Darwin was born in Down House in Kent in 1851, the fifth son and ninth child of the British naturalist Charles Darwin and his wife Emma, and the youngest of their seven children who survived to adulthood.

He was educated at a private school in Woodbridge, Suffolk, and at Trinity College, Cambridge, where he graduated BA in 1874.

In January 1880 Darwin and Emma Cecilia "Ida" Farrer married. She was the daughter of Thomas Farrer, 1st Baron Farrer. They had one son and two daughters:
- Erasmus Darwin IV (7 December 1881 – 24 April 1915) was killed in the Second Battle of Ypres during the First World War.
- Ruth Frances Darwin (1883–1972), married Dr. William Rees-Thomas, was a notable advocate of eugenics.
- Emma Nora Darwin (1885–1989) plant geneticist, edited the 1959 edition of The Autobiography of Charles Darwin and married the civil servant Sir Alan Barlow.

He is buried at the Parish of the Ascension Burial Ground in Cambridge with his wife; his brother Sir Francis Darwin is interred in the same graveyard. His other brother Sir George Darwin is buried in the Trumpington Extension Cemetery, Cambridge.

His family home, "the Orchard", in Huntingdon Road, Cambridge, is now the site of Murray Edwards College.

==Career==
In 1881 he co-founded the Cambridge Scientific Instrument Company with Albert George Dew-Smith. Darwin led the company when the partnership ended in 1891. He was Mayor of Cambridge between 1896 and 1897, became a Fellow of the Royal Society in 1903 and was knighted in 1918.

Provided information ::
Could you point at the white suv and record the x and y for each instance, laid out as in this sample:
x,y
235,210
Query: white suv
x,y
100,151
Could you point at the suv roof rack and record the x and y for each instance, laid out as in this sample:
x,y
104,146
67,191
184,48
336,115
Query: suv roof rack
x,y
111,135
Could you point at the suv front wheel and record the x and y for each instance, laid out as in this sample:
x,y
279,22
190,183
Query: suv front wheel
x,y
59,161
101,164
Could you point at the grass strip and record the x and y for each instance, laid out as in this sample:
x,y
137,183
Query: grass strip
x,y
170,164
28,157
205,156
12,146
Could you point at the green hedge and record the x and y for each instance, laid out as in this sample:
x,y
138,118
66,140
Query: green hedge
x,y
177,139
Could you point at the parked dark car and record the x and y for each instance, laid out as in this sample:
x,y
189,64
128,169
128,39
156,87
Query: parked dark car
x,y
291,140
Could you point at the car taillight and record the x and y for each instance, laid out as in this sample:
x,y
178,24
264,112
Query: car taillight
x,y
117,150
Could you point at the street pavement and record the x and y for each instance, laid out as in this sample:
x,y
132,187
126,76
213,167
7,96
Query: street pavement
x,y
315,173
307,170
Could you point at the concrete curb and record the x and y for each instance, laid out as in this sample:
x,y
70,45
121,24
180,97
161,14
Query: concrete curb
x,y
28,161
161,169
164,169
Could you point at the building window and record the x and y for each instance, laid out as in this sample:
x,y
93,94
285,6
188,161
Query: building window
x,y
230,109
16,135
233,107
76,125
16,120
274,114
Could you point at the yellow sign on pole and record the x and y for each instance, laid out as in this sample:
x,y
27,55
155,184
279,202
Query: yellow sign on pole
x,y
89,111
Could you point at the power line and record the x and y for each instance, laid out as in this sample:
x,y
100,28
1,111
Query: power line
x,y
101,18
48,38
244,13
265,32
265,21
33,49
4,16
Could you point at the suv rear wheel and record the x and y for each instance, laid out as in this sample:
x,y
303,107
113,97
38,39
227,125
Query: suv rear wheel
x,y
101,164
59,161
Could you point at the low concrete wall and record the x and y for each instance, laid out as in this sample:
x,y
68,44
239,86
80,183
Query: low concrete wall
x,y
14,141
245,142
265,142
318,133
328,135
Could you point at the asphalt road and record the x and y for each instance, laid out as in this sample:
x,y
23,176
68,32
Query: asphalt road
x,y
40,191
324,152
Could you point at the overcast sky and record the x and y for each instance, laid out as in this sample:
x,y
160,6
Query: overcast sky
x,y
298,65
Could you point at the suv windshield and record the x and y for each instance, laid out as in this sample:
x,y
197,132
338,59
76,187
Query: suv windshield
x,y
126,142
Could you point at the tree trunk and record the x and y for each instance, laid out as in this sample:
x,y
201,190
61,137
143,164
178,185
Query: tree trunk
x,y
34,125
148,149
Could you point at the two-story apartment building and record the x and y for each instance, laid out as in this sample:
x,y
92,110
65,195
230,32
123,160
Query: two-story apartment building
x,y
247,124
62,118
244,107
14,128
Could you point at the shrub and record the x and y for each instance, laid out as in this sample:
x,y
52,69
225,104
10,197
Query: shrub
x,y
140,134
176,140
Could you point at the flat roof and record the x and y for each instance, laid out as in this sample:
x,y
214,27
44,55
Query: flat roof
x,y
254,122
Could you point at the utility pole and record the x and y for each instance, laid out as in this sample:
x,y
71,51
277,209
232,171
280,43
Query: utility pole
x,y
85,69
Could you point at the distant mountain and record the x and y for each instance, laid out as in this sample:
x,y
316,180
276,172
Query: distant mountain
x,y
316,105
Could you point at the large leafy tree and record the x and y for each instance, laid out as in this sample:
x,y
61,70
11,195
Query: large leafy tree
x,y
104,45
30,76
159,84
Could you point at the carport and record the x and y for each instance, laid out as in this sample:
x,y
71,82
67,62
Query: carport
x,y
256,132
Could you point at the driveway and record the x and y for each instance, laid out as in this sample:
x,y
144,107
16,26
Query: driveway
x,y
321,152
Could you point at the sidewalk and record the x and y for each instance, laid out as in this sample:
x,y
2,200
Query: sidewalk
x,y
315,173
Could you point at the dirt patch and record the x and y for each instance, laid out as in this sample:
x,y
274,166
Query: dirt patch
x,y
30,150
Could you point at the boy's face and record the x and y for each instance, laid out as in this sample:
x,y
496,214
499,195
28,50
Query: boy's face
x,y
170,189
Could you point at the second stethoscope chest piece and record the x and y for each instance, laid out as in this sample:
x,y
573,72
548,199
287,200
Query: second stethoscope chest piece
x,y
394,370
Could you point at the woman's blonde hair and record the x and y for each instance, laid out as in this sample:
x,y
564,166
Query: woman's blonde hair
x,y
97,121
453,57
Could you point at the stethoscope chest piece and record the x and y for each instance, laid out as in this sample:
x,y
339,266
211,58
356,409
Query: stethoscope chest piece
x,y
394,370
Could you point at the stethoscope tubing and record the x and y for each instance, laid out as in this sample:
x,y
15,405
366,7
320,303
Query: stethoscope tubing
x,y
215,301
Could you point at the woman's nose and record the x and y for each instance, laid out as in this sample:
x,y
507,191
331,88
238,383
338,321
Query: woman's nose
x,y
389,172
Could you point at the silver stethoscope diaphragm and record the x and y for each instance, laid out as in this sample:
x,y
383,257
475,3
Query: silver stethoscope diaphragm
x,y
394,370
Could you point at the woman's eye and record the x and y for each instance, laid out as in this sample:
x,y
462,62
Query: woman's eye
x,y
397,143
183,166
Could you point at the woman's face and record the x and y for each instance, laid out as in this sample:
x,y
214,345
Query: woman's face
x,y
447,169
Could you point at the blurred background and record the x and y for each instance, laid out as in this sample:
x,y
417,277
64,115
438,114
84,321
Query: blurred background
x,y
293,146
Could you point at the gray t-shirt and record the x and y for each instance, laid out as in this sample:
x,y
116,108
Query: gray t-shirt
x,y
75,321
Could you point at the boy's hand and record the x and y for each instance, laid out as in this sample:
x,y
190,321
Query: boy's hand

Task requirements :: Reproduce the biographical excerpt about Darwin above in full, word for word.

Finished task ::
Darwin was born in Down House in Kent in 1851, the fifth son and ninth child of the British naturalist Charles Darwin and his wife Emma, and the youngest of their seven children who survived to adulthood.

He was educated at a private school in Woodbridge, Suffolk, and at Trinity College, Cambridge, where he graduated BA in 1874.

In January 1880 Darwin and Emma Cecilia "Ida" Farrer married. She was the daughter of Thomas Farrer, 1st Baron Farrer. They had one son and two daughters:
- Erasmus Darwin IV (7 December 1881 – 24 April 1915) was killed in the Second Battle of Ypres during the First World War.
- Ruth Frances Darwin (1883–1972), married Dr. William Rees-Thomas, was a notable advocate of eugenics.
- Emma Nora Darwin (1885–1989) plant geneticist, edited the 1959 edition of The Autobiography of Charles Darwin and married the civil servant Sir Alan Barlow.

He is buried at the Parish of the Ascension Burial Ground in Cambridge with his wife; his brother Sir Francis Darwin is interred in the same graveyard. His other brother Sir George Darwin is buried in the Trumpington Extension Cemetery, Cambridge.

His family home, "the Orchard", in Huntingdon Road, Cambridge, is now the site of Murray Edwards College.

==Career==
In 1881 he co-founded the Cambridge Scientific Instrument Company with Albert George Dew-Smith. Darwin led the company when the partnership ended in 1891. He was Mayor of Cambridge between 1896 and 1897, became a Fellow of the Royal Society in 1903 and was knighted in 1918.